◆ **TEXTE À LIRE**
* * * *
Sa préférée de Sarah Jollien-Fardel
Un livre puissant, rude. Une famille avec un père violent, abuseur, incestueux, imprévisible et pervers. Une grosse saloperie ! Une femme et deux filles prises dans ses griffes dans un petit village du Valais (mais il y en a partout) où chacun regarde ailleurs, refuse de voir, d’aider, d’intervenir.
L’histoire d’une fuite, d’une reconstruction, des cicatrices qui ne se referment pas. L’histoire des victimes et du bourreau.
Un roman qui ne se referme pas sans malaise et questionnements. Une fiction qui dépeint une affreuse réalité, celle de la maison d’à côté, de l’étage en dessus, la porte du voisin
Incipit (et peut-être un petit peu plus si entente) Tout à coup, il a un fusil dans les mains. La minute d'avant, je le jure, on mangeait des pommes de terre. Presque en silence. Ma sœur jacassait. Comme souvent. Mon père disait « Elle peut pas la boucler, cette gamine ».
4e de couv, résumé de l'éditeur ou trouvé ailleurs (pas de moi, donc) Dans ce village haut perché des montagnes valaisannes, tout se sait, et personne ne dit rien. Jeanne, la narratrice, apprend tôt à esquiver la brutalité perverse de son père. Si sa mère et sa soeur se résignent aux coups et à la déferlante des mots orduriers, elle lui tient tête. Un jour, pour une réponse péremptoire prononcée avec l'assurance de ses huit ans, il la tabasse. Convaincue que le médecin du village, appelé à son chevet, va mettre fin au cauchemar, elle est sidérée par son silence.
Dès lors, la haine de son père et le dégoût face à tant de lâcheté vont servir de viatique à Jeanne. À l'École normale d'instituteurs de Sion, elle vit cinq années de répit. Mais le suicide de sa soeur agit comme une insoutenable réplique de la violence fondatrice.
* * * *
◆ **DONNÉES ENREGISTRÉES**
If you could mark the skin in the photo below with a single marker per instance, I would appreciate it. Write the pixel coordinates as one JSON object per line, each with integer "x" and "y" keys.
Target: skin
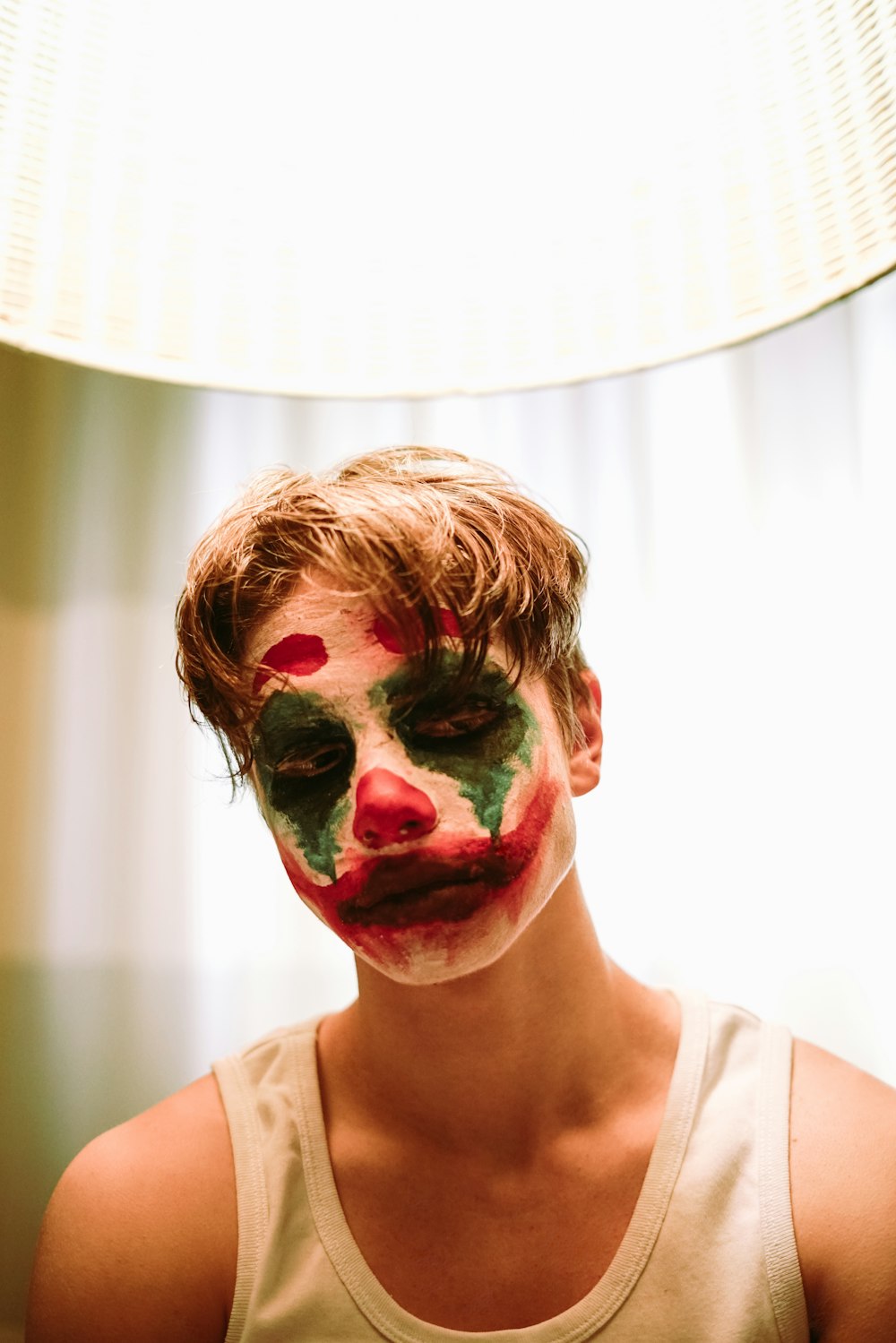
{"x": 490, "y": 1098}
{"x": 426, "y": 833}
* * * *
◆ **CONSIGNES**
1. D'après le texte sur « Sa préférée », où Jeanne passe-t-elle cinq années de répit ?
2. Reprenez le texte sur « Sa préférée » et poursuivez-le à partir de sa dernière phrase.

◆ **RÉPONSES RÉDIGÉES**
1. À l'École normale d'instituteurs de Sion.

2.
Réfugiée à Lausanne, la jeune femme, que le moindre bruit fait toujours sursauter, trouve enfin une forme d'apaisement. Le plaisir de nager dans le lac Léman est le seul qu'elle s'accorde. Habitée par sa rage d'oublier et de vivre, elle se laisse pourtant approcher par un cercle d'êtres bienveillants que sa sauvagerie n'effraie pas, s'essayant même à une vie amoureuse.
Dans une langue âpre, syncopée, Sarah Jollien-Fardel dit avec force le prix à payer pour cette émancipation à marche forcée. Car le passé inlassablement s'invite.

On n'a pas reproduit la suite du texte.